● **Working data**:
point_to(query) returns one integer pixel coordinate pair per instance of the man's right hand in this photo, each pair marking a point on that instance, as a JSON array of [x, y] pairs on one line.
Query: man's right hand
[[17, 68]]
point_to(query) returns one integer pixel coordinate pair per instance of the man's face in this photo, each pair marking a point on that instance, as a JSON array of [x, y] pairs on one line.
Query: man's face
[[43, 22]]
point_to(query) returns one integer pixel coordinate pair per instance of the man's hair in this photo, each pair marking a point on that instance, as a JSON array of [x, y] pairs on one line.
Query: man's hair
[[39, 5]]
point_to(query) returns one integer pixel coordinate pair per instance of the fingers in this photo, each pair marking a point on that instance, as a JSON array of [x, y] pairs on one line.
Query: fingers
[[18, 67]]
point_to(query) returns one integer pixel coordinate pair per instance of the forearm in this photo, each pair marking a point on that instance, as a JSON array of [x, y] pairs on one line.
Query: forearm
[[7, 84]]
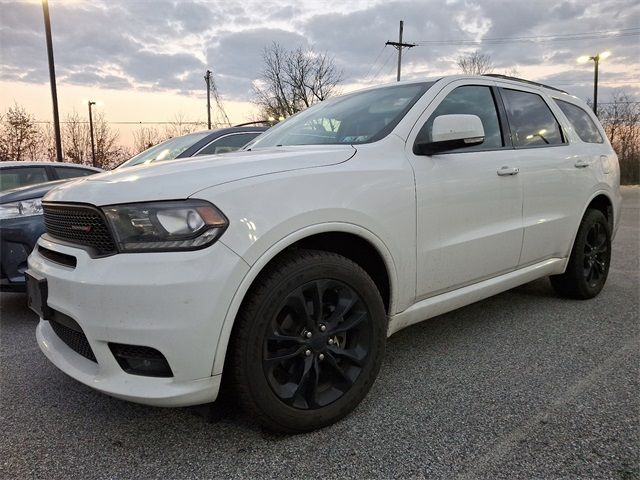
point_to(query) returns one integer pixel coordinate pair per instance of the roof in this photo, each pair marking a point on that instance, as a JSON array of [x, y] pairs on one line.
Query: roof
[[14, 163]]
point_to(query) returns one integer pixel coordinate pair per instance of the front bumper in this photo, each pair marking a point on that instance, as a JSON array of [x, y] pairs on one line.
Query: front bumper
[[18, 236], [174, 302]]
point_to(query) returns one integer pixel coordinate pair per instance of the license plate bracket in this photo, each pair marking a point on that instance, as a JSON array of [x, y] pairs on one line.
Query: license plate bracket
[[37, 293]]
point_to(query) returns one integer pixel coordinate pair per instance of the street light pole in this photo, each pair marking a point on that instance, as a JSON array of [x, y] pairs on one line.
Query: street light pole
[[207, 80], [93, 146], [596, 59], [52, 79]]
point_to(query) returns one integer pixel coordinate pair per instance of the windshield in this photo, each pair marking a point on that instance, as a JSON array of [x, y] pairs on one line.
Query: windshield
[[167, 150], [360, 117]]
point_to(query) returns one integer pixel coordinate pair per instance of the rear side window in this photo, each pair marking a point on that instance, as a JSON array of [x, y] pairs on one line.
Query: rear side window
[[228, 143], [581, 122], [70, 172], [531, 122], [21, 177], [468, 100]]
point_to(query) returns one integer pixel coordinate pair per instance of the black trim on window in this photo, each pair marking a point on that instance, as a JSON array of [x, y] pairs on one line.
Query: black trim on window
[[563, 133], [507, 144], [502, 118]]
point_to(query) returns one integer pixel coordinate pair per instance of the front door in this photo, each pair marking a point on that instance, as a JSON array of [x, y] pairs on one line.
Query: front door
[[469, 208]]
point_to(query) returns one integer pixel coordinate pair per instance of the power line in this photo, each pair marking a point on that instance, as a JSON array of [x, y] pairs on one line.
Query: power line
[[382, 67], [374, 63], [536, 38], [134, 123]]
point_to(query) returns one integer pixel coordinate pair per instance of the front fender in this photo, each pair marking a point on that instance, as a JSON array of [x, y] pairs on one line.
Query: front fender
[[273, 251]]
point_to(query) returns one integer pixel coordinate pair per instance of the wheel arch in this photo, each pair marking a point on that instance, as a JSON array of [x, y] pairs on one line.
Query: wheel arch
[[600, 200], [342, 238]]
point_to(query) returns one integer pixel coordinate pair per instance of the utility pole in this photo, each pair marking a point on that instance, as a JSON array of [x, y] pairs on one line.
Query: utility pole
[[399, 45], [52, 79], [596, 60], [93, 145], [207, 79]]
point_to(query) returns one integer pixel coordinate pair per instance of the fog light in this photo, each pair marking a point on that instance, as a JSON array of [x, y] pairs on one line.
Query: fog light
[[139, 360]]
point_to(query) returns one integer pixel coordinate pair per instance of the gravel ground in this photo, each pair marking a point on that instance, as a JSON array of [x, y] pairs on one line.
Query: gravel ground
[[522, 385]]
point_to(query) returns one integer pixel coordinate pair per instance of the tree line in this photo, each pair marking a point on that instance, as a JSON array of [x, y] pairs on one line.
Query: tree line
[[291, 81]]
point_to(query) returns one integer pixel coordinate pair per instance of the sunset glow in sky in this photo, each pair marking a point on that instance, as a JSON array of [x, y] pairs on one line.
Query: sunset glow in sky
[[145, 59]]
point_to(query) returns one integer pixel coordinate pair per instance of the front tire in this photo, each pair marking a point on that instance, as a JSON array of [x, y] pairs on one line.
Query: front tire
[[308, 342], [588, 265]]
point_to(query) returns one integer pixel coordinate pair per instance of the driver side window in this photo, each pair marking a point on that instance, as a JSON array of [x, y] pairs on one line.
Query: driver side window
[[469, 100]]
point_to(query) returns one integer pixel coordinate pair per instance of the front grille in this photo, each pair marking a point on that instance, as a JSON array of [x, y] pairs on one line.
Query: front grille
[[75, 340], [79, 224]]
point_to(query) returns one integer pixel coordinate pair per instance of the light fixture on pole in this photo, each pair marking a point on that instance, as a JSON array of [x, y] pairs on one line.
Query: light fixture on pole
[[596, 59], [52, 79], [93, 146]]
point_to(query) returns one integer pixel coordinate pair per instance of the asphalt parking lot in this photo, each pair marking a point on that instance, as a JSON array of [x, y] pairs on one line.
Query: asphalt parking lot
[[522, 385]]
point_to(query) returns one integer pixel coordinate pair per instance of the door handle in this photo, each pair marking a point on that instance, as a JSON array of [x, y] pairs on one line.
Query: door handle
[[505, 171], [581, 164]]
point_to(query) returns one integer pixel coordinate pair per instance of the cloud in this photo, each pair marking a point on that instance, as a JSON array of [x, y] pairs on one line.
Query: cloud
[[168, 44]]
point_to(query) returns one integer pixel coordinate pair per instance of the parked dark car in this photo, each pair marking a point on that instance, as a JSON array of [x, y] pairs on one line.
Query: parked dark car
[[22, 174], [21, 224], [208, 142]]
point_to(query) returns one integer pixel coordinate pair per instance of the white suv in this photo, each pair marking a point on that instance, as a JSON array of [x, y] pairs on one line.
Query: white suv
[[283, 268]]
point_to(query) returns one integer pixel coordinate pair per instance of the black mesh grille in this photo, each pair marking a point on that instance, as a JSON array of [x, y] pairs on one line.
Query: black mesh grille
[[79, 224], [74, 339]]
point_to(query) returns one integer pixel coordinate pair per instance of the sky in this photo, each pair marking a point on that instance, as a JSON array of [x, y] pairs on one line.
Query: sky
[[144, 60]]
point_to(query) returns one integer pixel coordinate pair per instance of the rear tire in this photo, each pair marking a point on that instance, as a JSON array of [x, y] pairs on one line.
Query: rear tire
[[308, 342], [588, 265]]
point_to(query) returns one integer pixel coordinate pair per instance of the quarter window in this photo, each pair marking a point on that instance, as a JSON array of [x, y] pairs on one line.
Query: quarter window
[[70, 172], [581, 122], [468, 100], [228, 143], [531, 122]]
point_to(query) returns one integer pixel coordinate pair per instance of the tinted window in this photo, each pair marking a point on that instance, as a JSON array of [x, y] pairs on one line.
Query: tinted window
[[531, 122], [360, 117], [70, 172], [581, 122], [468, 100], [228, 143], [21, 177]]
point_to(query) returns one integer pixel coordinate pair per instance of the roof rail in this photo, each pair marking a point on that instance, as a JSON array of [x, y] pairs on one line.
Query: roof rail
[[522, 80]]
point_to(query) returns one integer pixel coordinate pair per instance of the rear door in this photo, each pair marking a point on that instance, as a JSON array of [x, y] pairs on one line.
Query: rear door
[[551, 188], [469, 214]]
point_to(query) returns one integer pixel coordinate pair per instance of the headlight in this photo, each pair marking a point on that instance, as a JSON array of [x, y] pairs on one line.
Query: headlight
[[165, 226], [25, 208]]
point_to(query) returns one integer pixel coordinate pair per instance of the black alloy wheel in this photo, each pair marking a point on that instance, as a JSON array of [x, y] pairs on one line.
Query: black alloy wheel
[[308, 341], [317, 344], [596, 254], [588, 265]]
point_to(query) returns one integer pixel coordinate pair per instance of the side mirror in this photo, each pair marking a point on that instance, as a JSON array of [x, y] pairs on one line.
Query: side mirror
[[449, 132]]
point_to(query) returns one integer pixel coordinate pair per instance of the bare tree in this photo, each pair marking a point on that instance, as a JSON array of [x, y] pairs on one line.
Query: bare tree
[[18, 135], [75, 138], [47, 143], [621, 121], [293, 80], [475, 63], [108, 151]]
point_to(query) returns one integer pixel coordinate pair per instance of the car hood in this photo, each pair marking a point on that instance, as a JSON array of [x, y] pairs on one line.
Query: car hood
[[181, 178], [29, 192]]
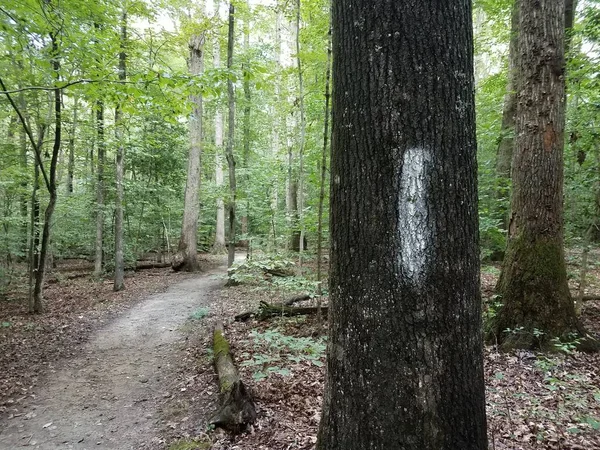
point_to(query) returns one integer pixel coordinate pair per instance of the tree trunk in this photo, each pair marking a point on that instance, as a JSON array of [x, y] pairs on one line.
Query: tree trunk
[[247, 109], [71, 162], [505, 146], [533, 281], [187, 254], [99, 247], [230, 139], [23, 199], [119, 283], [51, 184], [219, 245], [237, 407], [405, 363]]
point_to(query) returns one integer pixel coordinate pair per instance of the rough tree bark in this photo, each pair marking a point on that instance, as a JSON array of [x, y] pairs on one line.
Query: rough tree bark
[[533, 282], [247, 110], [323, 175], [99, 246], [405, 363], [51, 182], [230, 140], [219, 244], [119, 282], [186, 257], [71, 162]]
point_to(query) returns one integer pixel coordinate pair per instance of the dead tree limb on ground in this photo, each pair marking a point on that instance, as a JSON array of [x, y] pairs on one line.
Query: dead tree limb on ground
[[237, 408]]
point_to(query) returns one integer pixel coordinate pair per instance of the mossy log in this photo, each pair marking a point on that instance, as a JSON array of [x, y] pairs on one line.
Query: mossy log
[[237, 408], [266, 311]]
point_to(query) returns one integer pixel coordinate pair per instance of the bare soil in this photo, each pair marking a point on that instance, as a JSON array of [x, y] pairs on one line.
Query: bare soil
[[107, 389]]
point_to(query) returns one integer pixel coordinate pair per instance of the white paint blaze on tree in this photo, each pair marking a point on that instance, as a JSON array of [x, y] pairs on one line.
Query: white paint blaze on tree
[[414, 228], [405, 353]]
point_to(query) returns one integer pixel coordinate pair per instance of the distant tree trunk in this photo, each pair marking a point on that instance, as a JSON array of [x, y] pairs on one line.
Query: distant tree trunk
[[119, 283], [533, 282], [323, 172], [570, 10], [505, 146], [51, 182], [405, 363], [219, 245], [302, 140], [187, 254], [99, 247], [247, 110], [71, 162], [230, 139]]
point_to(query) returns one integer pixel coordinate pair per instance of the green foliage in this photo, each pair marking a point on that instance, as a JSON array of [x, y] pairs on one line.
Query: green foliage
[[274, 350]]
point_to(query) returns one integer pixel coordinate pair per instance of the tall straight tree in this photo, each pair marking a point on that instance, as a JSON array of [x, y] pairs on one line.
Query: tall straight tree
[[187, 254], [405, 363], [533, 282], [230, 138], [119, 282], [506, 140]]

● **Exercise directions**: Could you transcribe exactly the entries above, but only the lines from the one with "of the forearm" through the one with "of the windshield", and without pictures?

● **Reply to the exercise**:
point_to(query) returns one integer pixel coordinate pair per instance of the forearm in this photo, each pair marking a point on that instance, as a JSON array of [x, y] pairs on one line.
Query: forearm
[[7, 84]]
point_to(query) returns one integer pixel coordinate pair per instance of the roof in this photo, each pair marking a point on that instance, as a JSON array of [x, y] pairs on one line.
Query: roof
[[14, 163]]
point_to(query) returns one integer pixel coordinate pair per instance of the front bumper in this photo, each pair marking a point on that instance, as a JSON array of [x, y] pairs on one line.
Query: front bumper
[[18, 236], [174, 302]]
point_to(query) returns one integer pixel coordinate pair per instance of the license plate bracket in this photo, each pair marking a point on that instance, as a JSON array of [x, y] pairs on one line.
Query: license plate bracket
[[37, 293]]
point_to(query) returns one integer pixel coordinate pair per instance of the street light pole in this photo, each pair marking a point on that instance, as a JSON array of [x, y] pairs on one line.
Query: street light pole
[[207, 80], [93, 146], [596, 59], [52, 79]]
point_to(query) returns one integer pixel coordinate pair per instance of the windshield in this photo, each pair marking a point on that instance, as a JSON array of [x, y] pairs on one line.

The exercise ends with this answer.